• **Problem to solve**
From the line containing "Identify a point for each instance of the green forest" to the end of the records below, output each line exactly; include both ends and nothing else.

Dataset items:
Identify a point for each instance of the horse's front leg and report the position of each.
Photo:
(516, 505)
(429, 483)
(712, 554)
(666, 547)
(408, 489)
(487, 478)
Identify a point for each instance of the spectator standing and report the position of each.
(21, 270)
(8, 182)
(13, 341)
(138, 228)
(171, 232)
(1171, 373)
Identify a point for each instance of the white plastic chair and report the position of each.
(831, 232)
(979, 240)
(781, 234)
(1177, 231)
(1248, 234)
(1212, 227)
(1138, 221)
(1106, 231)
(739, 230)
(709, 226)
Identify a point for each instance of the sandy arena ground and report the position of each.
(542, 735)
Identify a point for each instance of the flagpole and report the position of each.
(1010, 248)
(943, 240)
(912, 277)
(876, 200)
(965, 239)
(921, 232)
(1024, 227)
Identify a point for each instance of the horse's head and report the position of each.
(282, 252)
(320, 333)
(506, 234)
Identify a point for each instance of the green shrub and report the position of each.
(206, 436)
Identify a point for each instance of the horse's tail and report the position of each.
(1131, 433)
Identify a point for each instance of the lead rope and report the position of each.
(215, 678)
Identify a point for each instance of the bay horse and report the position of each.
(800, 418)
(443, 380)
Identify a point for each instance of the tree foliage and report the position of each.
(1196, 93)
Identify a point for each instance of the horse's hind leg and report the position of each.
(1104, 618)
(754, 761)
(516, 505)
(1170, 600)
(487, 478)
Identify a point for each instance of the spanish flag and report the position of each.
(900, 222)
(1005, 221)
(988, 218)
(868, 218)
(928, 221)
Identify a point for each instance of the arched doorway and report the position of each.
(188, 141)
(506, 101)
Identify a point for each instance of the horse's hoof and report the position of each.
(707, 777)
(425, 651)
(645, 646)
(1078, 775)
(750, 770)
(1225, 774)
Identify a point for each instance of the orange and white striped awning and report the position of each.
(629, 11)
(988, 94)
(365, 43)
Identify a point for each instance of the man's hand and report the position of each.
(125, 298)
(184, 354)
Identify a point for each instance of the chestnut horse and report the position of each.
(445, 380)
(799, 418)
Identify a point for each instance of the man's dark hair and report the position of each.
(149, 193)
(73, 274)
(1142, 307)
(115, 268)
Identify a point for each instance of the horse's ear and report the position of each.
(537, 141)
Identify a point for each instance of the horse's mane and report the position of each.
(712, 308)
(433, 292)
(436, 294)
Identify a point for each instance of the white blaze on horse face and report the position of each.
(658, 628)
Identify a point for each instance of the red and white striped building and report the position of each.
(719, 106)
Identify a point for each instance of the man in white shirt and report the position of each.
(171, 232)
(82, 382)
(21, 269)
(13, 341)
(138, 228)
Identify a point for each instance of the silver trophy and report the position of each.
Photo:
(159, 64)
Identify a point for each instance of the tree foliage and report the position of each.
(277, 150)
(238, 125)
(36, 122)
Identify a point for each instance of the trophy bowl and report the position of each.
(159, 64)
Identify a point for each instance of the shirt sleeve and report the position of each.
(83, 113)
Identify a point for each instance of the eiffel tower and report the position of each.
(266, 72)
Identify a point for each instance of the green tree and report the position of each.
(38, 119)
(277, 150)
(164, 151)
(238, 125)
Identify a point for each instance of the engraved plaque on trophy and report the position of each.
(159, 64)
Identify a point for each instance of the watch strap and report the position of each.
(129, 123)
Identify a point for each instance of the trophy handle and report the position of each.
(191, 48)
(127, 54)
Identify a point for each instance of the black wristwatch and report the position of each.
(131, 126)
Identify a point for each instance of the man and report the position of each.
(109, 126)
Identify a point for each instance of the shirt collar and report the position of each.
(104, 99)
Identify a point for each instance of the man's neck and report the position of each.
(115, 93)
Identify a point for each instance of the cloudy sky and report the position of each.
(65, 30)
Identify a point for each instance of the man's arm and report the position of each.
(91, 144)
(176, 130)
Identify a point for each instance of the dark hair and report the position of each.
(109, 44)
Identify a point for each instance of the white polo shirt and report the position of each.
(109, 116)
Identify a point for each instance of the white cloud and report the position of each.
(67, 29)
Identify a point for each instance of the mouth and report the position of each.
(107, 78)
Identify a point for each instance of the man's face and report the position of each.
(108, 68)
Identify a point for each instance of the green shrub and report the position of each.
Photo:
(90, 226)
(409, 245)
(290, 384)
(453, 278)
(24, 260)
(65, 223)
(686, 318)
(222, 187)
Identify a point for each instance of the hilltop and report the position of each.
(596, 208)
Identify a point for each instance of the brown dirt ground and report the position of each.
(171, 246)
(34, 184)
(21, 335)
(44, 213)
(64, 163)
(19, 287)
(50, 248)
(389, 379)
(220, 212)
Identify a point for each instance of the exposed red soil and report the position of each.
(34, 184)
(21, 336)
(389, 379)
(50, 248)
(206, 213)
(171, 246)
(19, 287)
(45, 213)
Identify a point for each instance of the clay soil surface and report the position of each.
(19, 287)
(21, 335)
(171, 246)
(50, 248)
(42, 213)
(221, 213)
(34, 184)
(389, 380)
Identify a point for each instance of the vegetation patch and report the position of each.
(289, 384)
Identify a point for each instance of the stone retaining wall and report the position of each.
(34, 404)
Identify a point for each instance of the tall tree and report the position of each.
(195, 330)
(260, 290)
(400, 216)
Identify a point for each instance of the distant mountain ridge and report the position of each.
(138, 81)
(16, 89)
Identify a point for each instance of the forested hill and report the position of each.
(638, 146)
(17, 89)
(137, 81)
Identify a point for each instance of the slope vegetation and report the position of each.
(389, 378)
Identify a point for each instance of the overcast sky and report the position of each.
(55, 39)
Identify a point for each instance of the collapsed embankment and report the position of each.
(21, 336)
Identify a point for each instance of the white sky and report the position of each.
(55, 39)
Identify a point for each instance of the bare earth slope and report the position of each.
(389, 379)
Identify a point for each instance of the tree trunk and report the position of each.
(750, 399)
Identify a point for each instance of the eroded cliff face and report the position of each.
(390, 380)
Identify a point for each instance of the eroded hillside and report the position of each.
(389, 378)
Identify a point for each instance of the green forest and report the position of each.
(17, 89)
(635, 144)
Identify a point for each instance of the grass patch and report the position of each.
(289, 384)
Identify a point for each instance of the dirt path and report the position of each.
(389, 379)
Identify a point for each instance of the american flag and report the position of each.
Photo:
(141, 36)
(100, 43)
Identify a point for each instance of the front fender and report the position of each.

• **Answer to this problem**
Identify a point for each instance of the green forest and report the position of each.
(17, 89)
(635, 144)
Identify a point for each instance of the grass patch and report the position of each.
(289, 384)
Identify a point for each instance of the dirt path and report the position of each.
(389, 379)
Identify a point for each instance of the american flag and report the position of each.
Photo:
(141, 36)
(100, 43)
Identify a point for each instance of the front fender and report the position of each.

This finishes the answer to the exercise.